Start of Data extract

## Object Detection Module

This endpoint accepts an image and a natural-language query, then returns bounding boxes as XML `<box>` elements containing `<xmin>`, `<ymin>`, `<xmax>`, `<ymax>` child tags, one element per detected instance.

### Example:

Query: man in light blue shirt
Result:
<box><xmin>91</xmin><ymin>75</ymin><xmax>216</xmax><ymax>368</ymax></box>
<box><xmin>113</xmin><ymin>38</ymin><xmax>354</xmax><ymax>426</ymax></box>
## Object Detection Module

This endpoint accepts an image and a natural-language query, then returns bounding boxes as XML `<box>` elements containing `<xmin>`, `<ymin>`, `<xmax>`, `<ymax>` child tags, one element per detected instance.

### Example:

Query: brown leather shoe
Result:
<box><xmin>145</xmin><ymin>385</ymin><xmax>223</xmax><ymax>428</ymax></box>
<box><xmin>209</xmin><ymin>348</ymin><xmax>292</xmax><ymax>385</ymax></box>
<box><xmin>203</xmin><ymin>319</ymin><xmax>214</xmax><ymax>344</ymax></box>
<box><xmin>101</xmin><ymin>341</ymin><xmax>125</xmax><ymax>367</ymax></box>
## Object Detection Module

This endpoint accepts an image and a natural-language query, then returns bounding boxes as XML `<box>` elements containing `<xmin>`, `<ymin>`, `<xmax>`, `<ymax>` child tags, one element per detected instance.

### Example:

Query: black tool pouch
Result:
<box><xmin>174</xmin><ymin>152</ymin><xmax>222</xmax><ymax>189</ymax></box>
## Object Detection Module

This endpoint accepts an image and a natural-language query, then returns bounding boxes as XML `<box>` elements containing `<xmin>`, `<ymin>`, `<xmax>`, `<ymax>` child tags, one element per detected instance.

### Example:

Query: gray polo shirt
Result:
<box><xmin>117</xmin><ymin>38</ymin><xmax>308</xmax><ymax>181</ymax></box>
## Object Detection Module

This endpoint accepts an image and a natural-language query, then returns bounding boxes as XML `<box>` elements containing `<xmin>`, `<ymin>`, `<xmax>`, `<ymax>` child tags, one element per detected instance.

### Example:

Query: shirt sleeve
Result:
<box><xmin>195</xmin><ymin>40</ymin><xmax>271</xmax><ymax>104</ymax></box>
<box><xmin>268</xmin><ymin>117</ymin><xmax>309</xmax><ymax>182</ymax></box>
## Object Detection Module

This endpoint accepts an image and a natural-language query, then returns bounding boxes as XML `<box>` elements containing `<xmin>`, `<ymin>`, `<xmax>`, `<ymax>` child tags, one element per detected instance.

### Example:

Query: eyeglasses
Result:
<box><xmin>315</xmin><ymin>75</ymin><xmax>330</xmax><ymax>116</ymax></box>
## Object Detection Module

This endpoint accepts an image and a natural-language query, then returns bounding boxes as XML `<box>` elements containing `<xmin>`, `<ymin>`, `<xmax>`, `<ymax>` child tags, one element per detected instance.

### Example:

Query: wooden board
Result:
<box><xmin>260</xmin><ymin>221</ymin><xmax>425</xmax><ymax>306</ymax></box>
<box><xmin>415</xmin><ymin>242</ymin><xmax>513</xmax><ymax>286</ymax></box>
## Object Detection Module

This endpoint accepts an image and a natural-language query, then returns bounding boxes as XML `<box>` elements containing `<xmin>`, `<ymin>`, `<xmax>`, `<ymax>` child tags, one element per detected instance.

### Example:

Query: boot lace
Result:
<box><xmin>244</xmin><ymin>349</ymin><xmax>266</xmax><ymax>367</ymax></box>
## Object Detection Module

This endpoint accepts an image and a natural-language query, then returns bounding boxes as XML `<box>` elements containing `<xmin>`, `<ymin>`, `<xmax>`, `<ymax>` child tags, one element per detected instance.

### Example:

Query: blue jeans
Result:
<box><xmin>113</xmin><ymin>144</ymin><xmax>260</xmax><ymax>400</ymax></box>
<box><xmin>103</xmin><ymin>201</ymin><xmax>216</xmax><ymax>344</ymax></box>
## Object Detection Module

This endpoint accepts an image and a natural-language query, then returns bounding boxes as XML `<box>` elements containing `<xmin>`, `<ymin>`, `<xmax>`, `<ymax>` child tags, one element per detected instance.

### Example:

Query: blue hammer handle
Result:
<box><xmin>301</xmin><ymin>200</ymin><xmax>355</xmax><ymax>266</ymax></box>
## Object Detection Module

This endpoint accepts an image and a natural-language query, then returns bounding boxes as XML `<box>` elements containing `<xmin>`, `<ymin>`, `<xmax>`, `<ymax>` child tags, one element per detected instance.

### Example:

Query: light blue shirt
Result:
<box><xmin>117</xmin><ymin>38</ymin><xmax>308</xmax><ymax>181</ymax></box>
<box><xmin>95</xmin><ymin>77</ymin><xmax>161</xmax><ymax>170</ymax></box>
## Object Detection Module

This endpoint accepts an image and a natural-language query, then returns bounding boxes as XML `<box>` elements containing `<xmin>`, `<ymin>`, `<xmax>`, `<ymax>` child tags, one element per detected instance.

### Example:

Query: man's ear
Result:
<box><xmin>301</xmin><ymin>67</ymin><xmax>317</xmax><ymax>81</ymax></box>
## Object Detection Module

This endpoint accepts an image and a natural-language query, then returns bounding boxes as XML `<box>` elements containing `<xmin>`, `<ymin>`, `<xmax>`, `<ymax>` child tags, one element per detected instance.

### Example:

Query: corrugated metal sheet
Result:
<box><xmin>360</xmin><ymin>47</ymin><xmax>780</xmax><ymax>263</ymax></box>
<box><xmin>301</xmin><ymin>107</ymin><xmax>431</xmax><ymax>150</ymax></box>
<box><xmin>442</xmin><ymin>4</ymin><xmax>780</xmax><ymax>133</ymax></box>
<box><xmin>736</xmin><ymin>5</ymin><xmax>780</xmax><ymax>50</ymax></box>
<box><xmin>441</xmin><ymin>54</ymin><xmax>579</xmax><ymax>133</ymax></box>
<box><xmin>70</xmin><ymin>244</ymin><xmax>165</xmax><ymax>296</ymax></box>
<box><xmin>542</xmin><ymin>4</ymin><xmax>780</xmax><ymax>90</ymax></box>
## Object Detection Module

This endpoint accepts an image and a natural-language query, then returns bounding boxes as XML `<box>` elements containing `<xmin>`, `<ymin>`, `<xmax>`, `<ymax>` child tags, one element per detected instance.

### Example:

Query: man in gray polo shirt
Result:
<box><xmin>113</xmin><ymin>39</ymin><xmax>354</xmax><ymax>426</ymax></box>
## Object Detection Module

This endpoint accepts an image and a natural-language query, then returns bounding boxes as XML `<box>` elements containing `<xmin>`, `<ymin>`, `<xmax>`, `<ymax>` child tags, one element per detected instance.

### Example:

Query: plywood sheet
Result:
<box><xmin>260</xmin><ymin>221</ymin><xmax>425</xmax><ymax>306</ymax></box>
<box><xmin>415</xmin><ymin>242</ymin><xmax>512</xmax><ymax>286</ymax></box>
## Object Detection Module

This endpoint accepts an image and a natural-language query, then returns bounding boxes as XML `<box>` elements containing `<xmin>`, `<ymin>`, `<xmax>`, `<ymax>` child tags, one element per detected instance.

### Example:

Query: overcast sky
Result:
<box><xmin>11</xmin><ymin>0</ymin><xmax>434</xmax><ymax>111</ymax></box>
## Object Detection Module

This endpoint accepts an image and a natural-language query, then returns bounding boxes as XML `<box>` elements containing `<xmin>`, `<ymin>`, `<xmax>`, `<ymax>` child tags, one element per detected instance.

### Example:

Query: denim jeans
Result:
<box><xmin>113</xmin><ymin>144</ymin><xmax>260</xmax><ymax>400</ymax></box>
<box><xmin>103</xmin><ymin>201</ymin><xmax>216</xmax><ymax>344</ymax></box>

End of Data extract
Start of Data extract

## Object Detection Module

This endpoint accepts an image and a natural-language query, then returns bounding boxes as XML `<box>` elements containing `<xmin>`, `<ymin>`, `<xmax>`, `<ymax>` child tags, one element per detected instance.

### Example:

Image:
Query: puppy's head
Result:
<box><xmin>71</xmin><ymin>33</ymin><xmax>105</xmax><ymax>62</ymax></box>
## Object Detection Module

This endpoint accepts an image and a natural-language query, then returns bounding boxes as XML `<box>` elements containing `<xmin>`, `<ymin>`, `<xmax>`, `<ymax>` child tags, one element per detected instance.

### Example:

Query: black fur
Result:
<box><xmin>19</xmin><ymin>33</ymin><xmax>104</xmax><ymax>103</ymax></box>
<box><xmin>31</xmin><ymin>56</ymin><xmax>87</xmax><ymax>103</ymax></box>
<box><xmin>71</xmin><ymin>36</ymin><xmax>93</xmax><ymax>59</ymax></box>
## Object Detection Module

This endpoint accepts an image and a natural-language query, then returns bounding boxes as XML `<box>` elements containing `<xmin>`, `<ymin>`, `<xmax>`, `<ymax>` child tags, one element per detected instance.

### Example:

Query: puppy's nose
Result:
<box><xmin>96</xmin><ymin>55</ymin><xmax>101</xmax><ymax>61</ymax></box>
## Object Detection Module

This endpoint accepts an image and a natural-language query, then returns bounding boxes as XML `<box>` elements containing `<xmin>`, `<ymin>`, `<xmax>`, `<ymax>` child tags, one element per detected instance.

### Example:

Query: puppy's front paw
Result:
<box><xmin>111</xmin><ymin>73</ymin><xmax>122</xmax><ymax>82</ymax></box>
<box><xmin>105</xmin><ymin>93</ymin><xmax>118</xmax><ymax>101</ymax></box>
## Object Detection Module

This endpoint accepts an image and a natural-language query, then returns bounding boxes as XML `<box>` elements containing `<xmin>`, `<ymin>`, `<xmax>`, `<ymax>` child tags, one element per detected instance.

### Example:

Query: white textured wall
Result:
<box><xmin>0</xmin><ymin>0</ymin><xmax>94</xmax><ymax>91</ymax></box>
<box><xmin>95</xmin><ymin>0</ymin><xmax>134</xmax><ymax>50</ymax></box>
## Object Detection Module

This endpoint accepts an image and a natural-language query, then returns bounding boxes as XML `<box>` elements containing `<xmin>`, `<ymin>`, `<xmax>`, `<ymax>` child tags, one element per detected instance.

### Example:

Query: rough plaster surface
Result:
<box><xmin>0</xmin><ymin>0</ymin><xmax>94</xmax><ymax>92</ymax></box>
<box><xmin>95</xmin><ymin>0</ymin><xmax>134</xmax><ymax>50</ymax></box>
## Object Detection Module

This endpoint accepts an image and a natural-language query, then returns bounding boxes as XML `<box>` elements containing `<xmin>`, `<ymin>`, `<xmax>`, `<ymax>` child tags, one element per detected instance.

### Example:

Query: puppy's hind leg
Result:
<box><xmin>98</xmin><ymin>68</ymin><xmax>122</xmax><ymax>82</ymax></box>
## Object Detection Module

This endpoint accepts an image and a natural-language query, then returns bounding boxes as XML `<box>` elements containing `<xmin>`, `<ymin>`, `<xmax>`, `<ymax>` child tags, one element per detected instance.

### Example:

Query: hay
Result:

End of Data extract

Problem statement ▸
Locate every line in the data above that contains the word "shirt", and copy each of those lines.

Correct result ▸
Query: man in light blue shirt
Query: gray polo shirt
Query: shirt sleeve
Query: light blue shirt
Query: man in gray polo shirt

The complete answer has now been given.